BRIEF 1
Print, line for line, the part of the entries that opens with the line containing "In this exercise you will tag the pile" and runs through the end of the entries. Leave the pictures out.

EXCERPT TO READ
·····

Python Networking from JavaScript

Sep 09, 2022

As part of my ongoing project to run the WBE browser in your browser, by compiling it from Python to JavaScript, I need to somehow hook up the WBE browser’s networking code to use browser APIs. This post describes how I did it.

How the browser uses sockets

As a quick reminder, the WBE browser makes network requests by opening sockets, writing HTTP requests to them, and parsing the resulting HTTP responses. The sockets-using part of the code looks like this:

s = socket.socket( family=socket.AF_INET, type=socket.SOCK_STREAM, proto=socket.IPPROTO_TCP, ) s.connect((host, port))

if scheme == "https": ctx = ssl.create_default_context() s = ctx.wrap_socket(s, server_hostname=host)

s.send(...)

response = s.makefile("r", encoding="utf8", newline="\r\n") statusline = response.readline()

This works great in Python, which offers easy access to the sockets API provided, ultimately, by the operating system. But it doesn’t work in the browser, which doesn’t provide a sockets API at all. Instead, browser networking is done almost exclusively via fetch or related APIs, which differ from sockets in a lot of ways.

Importantly, since the goal is to compile the browser from Python to JavaScript, I don’t want to make too many—ideally, any—modifications on the Python side. For example, I don’t want the browser to support multiple “networking backends”, nor do I want to switch to a higher-level “request” API on the Python side, because as much as possible I want the same code running in both Python and JavaScript, lest readers check their Python implementation against the JavaScript one and have to wonder where differences in behavior come from.

So the solution I came up with is to create a JavaScript object, also called socket (and ssl) that offers the same methods as the Python library of that name, but forwards all the requests to browser APIs. That way, the JavaScript code can faithfully call

let s = (socket.socket({"family": socket.AF_INET, "type": socket.SOCK_STREAM, "proto": socket.IPPROTO_TCP})); (s.connect([host, port]));

if (truthy((scheme === "https"))) { ctx = (ssl.create_default_context()); s = (ctx.wrap_socket(s, {"server_hostname": host})); }

(s.send(...));

let response = s.makefile("r", {"encoding": "utf8", "newline": "\r\n"}); let statusline = (response.readline());

and yet this will result in calls to fetch and related APIs. As with the compiler itself, this requires understanding the limited way we are actually using the sockets API in the browser and coming up with some hacks that make those uses work in the browser.

·····

RECORDS
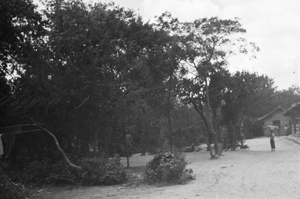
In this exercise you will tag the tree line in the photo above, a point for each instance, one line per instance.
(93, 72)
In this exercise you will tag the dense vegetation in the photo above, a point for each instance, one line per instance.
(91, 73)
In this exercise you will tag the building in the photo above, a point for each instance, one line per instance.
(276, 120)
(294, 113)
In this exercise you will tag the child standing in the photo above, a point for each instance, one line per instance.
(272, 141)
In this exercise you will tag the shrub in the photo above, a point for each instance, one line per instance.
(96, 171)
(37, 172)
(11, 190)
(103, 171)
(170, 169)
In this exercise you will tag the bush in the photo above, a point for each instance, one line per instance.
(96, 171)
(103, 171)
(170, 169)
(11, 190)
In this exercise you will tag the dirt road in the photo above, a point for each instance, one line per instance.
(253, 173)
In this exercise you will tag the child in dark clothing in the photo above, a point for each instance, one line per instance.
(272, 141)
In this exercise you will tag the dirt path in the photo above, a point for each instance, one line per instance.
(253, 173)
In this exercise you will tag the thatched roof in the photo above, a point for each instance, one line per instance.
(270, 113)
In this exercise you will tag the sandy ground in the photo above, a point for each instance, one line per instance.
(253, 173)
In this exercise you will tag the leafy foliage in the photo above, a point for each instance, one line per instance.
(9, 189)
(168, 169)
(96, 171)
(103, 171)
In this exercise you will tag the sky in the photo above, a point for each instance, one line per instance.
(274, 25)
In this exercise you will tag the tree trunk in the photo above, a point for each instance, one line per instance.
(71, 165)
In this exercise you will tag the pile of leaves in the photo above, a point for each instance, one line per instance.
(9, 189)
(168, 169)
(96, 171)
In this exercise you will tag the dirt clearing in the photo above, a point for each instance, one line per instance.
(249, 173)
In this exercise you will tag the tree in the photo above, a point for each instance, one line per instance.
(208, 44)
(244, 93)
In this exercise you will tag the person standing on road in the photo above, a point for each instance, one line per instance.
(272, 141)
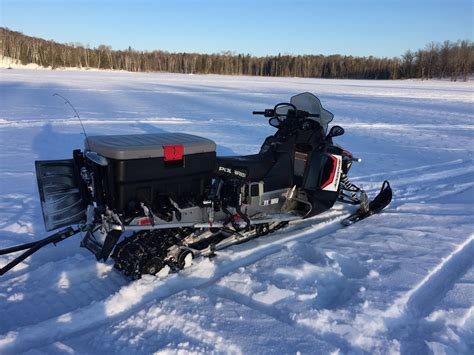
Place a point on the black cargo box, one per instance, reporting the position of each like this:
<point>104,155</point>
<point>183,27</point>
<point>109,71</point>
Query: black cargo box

·····

BRIEF 2
In the post on Python networking from JavaScript, what does browser networking rely on almost exclusively?

COMPLETE RESPONSE 1
In this exercise you will tag the pile of leaves in the photo above, a point for each instance, one line per instance.
(9, 189)
(168, 169)
(96, 171)
In this exercise you will tag the dirt clearing in the photo above, a point for each instance, one line per instance.
(249, 173)
In this exercise you will tag the tree in the photo above, a point for each instance, one line per instance.
(208, 44)
(244, 93)
In this exercise you will tag the person standing on road in the photo above, a point for each instance, one line per instance.
(272, 141)
Place a point on the black cargo box, one per instance, reporting the position of each like this:
<point>104,155</point>
<point>183,27</point>
<point>109,71</point>
Query: black cargo box

COMPLETE RESPONSE 2
Fetch or related APIs.